Clements’ prose is always measured; her narrator Ruth is quietly-spoken and she has learnt to think carefully before she gives anything away. Nevertheless, The Crimson Ribbon still opens with something of a bang as Ruth murmurs what she has learnt about death itself. We know from the beginning what to expect. Even the motif of the crimson ribbon itself is reminiscent of blood. It is Ruth Flowers’ misfortune to live in interesting times and she has grown up an illegitimate child with few obvious protectors. Within the first paragraph, Ruth’s midwife mother has delivered a dead baby which leads to the child’s angry mother to brand her a witch. Ruth describes the violence of the mob that sets about her mother with a kind of blank horror – she is suddenly entirely alone in the world.
It takes a skilled writer to create a self-effacing or shy character such as Ruth without letting her seem priggish and falsely modest (Esther Summerson of Bleak House) or else just desperately dull (Bella from Twilight). Ruth is reserved, even secretive but with a doubt warm-hearted. Ruth has grown up in the household of Oliver Cromwell, beloved by his young daughters but an object of suspicion to his wife. The anguish of her grief at her mother’s horrible death is forceful and then the added trauma as Mrs Cromwell casts her out of the house for fear that she will bring shame upon the family and so young Ruth finds herself in London, sent to find sanctuary from Elizabeth Poole.
The sparse facts known about Elizabeth Poole’s life do come into play in The Crimson Ribbon but on the whole, Lizzie is a character of Clements’ imagination. I found her a hard character to warm to. Ruth has already rejected the friendship of her travelling companion Joseph on the grounds that she cannot trust him but her almost instant faith in Lizzie feels misplaced from the very start. She delights in her role as Lizzie’s maid, particularly the manner in which she increasingly becomes her confidante and barely notices as Lizzie’s possessive nature begins to flex its claws. I was reminded very quickly of the poem ‘Warming Her Pearls as the relationship between the two grew more complex. Fiction involving the appropriation of real-life characters can be uneven but Oliver Cromwell himself remains a shadowy background presence despite his pivotal role within the plot, which admittedly was something of a deus ex machina.
A recurring theme of the novel is self-knowledge. Ruth grew up close to her mother, the woman who knew her ‘whole story, from first breath to the day her own ended. She knew it all except one thing.’ As Ruth explores her own nature, her deeper feelings for Lizzie, we still have the impression that she does not truly know herself. She visits Joseph who has found work at a printing press and he shows her for the very first time her own name in print but it very quickly becomes smudged. Ruth is opaque, even to herself. Ruth’s journey for a clearer sense of her own identity is the central theme of this novel – not who she loved or why but that firm sense of her own strength. It was truly refreshing to read a novel which featured a lesbian relationship but which did not take sexual identity itself as a theme. I read some else’s review which stated for the ‘nervous’ that the lesbian relationship was ‘discreet’ but I felt that that was hardly the point. Ruth is looking for a companion who will respect her and treat her as an equal and Clements makes no issue of whether they be man or woman.

SHORT TASK
Edit the review's passage from "It takes a skilled" up to and including "from Elizabeth Poole.", putting "refuge" wherever "sanctuary" appears. The records have nothing to do with this.

Records from a data source:
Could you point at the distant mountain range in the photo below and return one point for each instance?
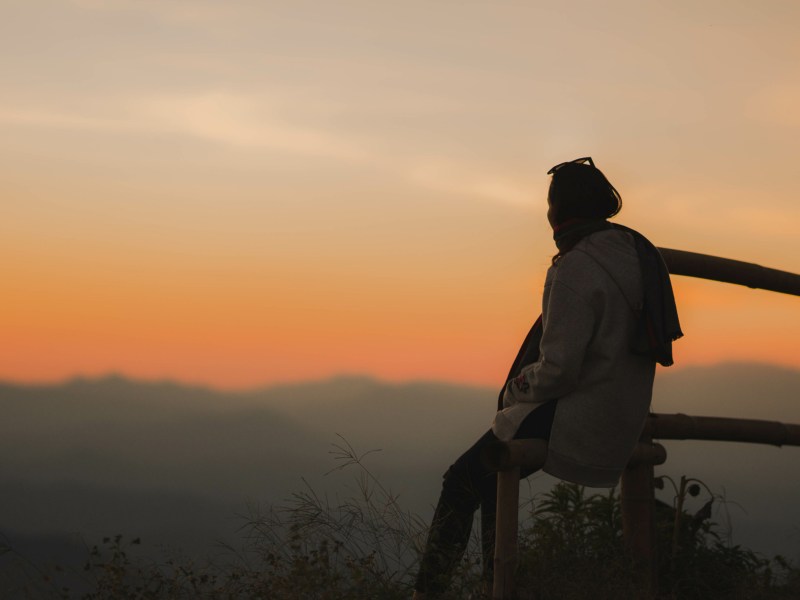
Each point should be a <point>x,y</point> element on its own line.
<point>176,464</point>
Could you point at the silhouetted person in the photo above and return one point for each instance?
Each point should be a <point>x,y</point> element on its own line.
<point>584,377</point>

TASK OUTPUT
It takes a skilled writer to create a self-effacing or shy character such as Ruth without letting her seem priggish and falsely modest (Esther Summerson of Bleak House) or else just desperately dull (Bella from Twilight). Ruth is reserved, even secretive but with a doubt warm-hearted. Ruth has grown up in the household of Oliver Cromwell, beloved by his young daughters but an object of suspicion to his wife. The anguish of her grief at her mother’s horrible death is forceful and then the added trauma as Mrs Cromwell casts her out of the house for fear that she will bring shame upon the family and so young Ruth finds herself in London, sent to find refuge from Elizabeth Poole.